Supplied passage:
-- -- --
Land reform is every South African's problem, Kriek believes, not just those in agriculture or in government. "The skewed patterns of land ownership lead to people not trusting each other, and when the economy suffers like at the moment, social cohesion is also tested. On one side, there is widespread frustration among black South Africans that land reform has not delivered results, and on the other, I have never seen such uncertainty in agriculture as there is now."
The political question must first be solved before the economic question can be addressed, he believes. "That means it cannot be a zero-sum game where you merely replace a white farmer with a black farmer. We need to place black farmers on the same developmental path their white counterparts were put on. It isn't rocket science. We have everything we need, but we do require dialogue, cooperation and trust."
Kriek told Mabuza after the recent land summit in Bela-Bela, Limpopo, that after agriculture's attempts to reach out government will not be able to turn around and say that there isn't a willingness, ability and commitment from farmers to be partners in land reform. "We are progressive, we want to transfer skills and we want to take hands."
-- -- --
Data to examine:
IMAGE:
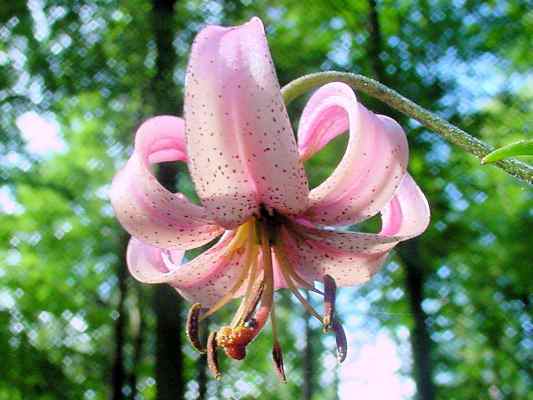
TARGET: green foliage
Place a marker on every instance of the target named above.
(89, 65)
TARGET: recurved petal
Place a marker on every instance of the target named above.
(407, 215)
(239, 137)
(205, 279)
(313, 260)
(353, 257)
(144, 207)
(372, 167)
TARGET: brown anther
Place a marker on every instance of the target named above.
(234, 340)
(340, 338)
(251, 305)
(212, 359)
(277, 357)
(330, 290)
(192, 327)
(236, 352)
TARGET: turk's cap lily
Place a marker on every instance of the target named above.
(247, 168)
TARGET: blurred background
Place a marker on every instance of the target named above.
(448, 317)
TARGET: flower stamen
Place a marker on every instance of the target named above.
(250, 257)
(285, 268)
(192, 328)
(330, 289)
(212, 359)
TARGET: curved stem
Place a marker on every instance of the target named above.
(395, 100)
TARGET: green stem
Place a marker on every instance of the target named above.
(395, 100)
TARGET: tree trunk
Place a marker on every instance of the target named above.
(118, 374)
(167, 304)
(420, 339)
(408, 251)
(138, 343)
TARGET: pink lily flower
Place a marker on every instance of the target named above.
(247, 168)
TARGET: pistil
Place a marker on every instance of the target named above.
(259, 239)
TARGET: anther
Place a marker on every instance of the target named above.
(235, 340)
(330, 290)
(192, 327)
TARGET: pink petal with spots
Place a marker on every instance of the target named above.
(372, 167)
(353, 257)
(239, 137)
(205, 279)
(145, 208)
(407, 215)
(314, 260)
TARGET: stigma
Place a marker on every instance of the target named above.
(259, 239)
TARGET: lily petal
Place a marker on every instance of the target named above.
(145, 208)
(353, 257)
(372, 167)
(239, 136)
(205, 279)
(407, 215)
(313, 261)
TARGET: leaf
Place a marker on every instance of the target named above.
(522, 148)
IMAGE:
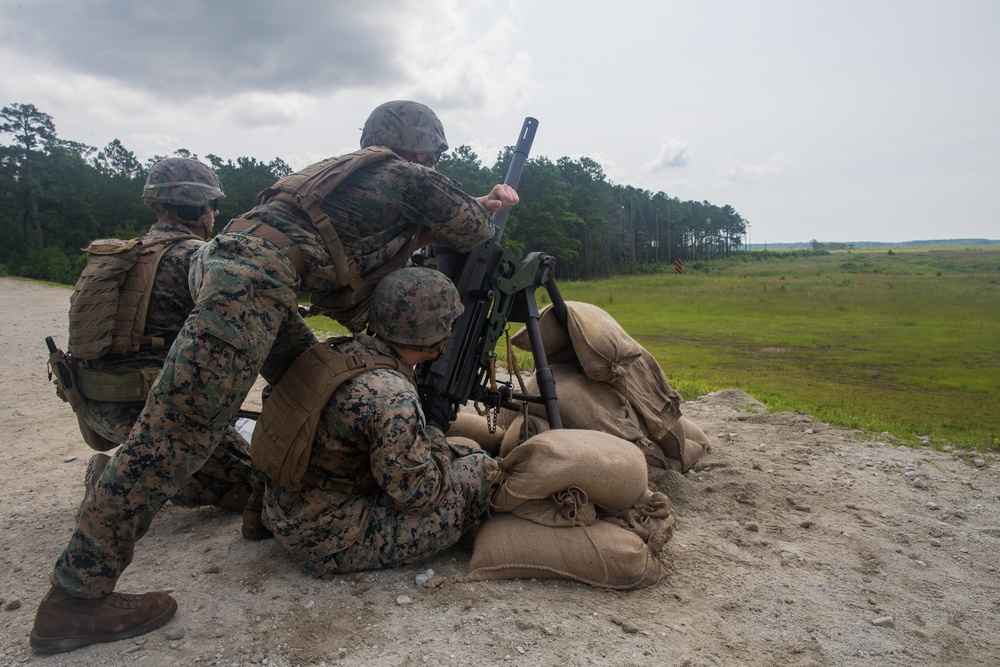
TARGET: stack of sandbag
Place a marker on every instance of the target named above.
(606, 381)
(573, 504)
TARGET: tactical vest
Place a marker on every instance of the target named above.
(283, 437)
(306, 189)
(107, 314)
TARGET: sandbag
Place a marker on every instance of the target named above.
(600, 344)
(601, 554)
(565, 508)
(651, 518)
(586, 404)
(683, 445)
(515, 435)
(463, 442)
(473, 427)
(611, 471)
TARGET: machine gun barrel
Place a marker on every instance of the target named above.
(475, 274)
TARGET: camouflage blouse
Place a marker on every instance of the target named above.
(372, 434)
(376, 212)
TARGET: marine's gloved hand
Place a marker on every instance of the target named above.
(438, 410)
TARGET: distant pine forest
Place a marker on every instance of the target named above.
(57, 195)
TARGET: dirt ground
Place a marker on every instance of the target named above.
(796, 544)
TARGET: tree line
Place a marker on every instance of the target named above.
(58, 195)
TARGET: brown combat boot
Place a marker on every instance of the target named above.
-- -- --
Task requirements:
[1] List the things that the land reform passage says are required.
[2] Continue the land reform passage from its final sentence.
The listing is separate material, apart from the land reform passage.

Answers to the tasks:
[1] Dialogue, cooperation, trust

[2]
But previous efforts have come to nought and plans agreed to by organised agriculture have almost never been implemented by government. The land reform and constitutional amendment process is also seemingly a process driven by politics and special interests – what makes this different than other instances of rapprochement?
Kriek acknowledges this: "We've always had good relations with the ANC and government, but efforts by our previous president (Johannes Möller) weren't met with commitment from government; there wasn't a great appetite to work with us. And yes, I think we'll be in a holding pattern until the election."
An inflection point in history
He does however believe that South Africa has reached an inflection point in its history and that dialogue and negotiation and talking about the country's original sin is imperative.
"Our Constitution is a transformative document, it's not about retribution. The debate cannot be about taking out white farmers and putting black farmers in their place. That narrative will force people into corners. The art of leadership is to coax people who are in defensive positions closer to each other; it is to get people who are uncertain, fearful and threatened to walk forward."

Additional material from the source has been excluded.